## Exercise requirements
a – Name every module the web scraping notebook imports in its import statements, along with any alias or specific name it pulls in.
b – Write the next part of the web scraping notebook, starting right after its last line.

## Extract
■ ■ ■ ■ ■ ■ ■

# Part One
## Web Scraping and Data Cleaning

I known you can read the url directly from Pandas, but let's practice using Beautiful Soup. We'll use requests to get the html code from the url, then use Beatuiful Soup to find the table on the page. We'll then pass that table to pandas to make a dataframe

In [1]:
# import dependencies
from bs4 import BeautifulSoup
from pprint import pprint
import requests
import pandas as pd
import numpy as np

In [2]:
# get html info using requests
url = 'https://en.wikipedia.org/wiki/List_of_postal_codes_of_Canada:_M'
r = requests.get(url)
doc = r.content

In [3]:
# read html into bs object
soup = BeautifulSoup(doc, 'lxml')
# print(soup.prettify())

In [4]:
# get just the table on the wikipedia page
table = soup.find('table')
print(table.prettify())

■ ■ ■ ■ ■ ■ ■

## Data shown
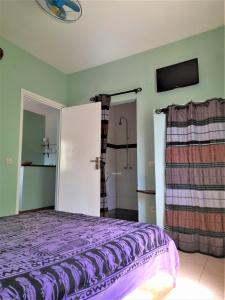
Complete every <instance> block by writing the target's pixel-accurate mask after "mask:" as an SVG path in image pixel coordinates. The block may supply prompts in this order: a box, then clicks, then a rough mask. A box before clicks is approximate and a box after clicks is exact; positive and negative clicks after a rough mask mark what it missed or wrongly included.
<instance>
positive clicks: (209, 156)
mask: <svg viewBox="0 0 225 300" xmlns="http://www.w3.org/2000/svg"><path fill="white" fill-rule="evenodd" d="M166 142H167V147H166V215H165V223H166V229H167V230H168V232H169V234H170V235H171V237H172V238H173V239H174V241H175V243H176V245H177V246H178V247H179V248H180V249H181V250H185V251H188V252H195V251H199V252H202V253H206V254H211V255H214V256H218V257H224V255H225V100H223V99H213V100H209V101H206V102H205V103H198V104H197V103H193V102H191V103H188V104H187V105H186V106H182V107H181V106H180V107H179V106H174V105H172V106H169V107H168V111H167V137H166Z"/></svg>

■ ■ ■ ■ ■ ■ ■

## List of answers
a –
- bs4, from which BeautifulSoup is imported
- pprint, from which pprint is imported
- requests
- pandas, imported as pd
- numpy, imported as np

b –
<table class="wikitable sortable">
 <tbody>
  <tr>
   <th>
    Postcode
   </th>
   <th>
    Borough
   </th>
   <th>
    Neighbourhood
   </th>
  </tr>
  <tr>
   <td>
    M1A
   </td>
   <td>
    Not assigned
   </td>
   <td>
    Not assigned
   </td>
  </tr>
  <tr>
   <td>
    M2A
   </td>
   <td>
    Not assigned
   </td>
   <td>
    Not assigned
   </td>
  </tr>
  <tr>
   <td>
    M3A
   </td>
   <td>
    <a href="/wiki/North_York" title="North York">
     North York
    </a>
   </td>
   <td>
    <a href="/wiki/Parkwoods" title="Parkwoods">
     Parkwoods
    </a>
   </td>
  </tr>
  <tr>
   <td>
    M4A
   </td>
   <td>
    <a href="/wiki/North_York" title="North York">
     North York
    </a>
   </td>
   <td>
    <a href="/wiki/Victoria_Village" title="Victoria Village">
     Victoria Village
    </a>
   </td>
  </tr>
  <tr>
   <td>
    M5A
   </td>
   <td>
    <a href="/wiki/Downtown_Toronto" title="Downtown Toronto">
     Downtown Toronto
    </a>
   </td>
   <td>
    <a href="

In [5]:
# cast the bs object for the table into a str so pandas can read it, then convert to df
df = pd.read_html(str(table))[0] # read_html returns a list of dfs. there should only be 1 table here, so index 0 should be the correct one
df.head()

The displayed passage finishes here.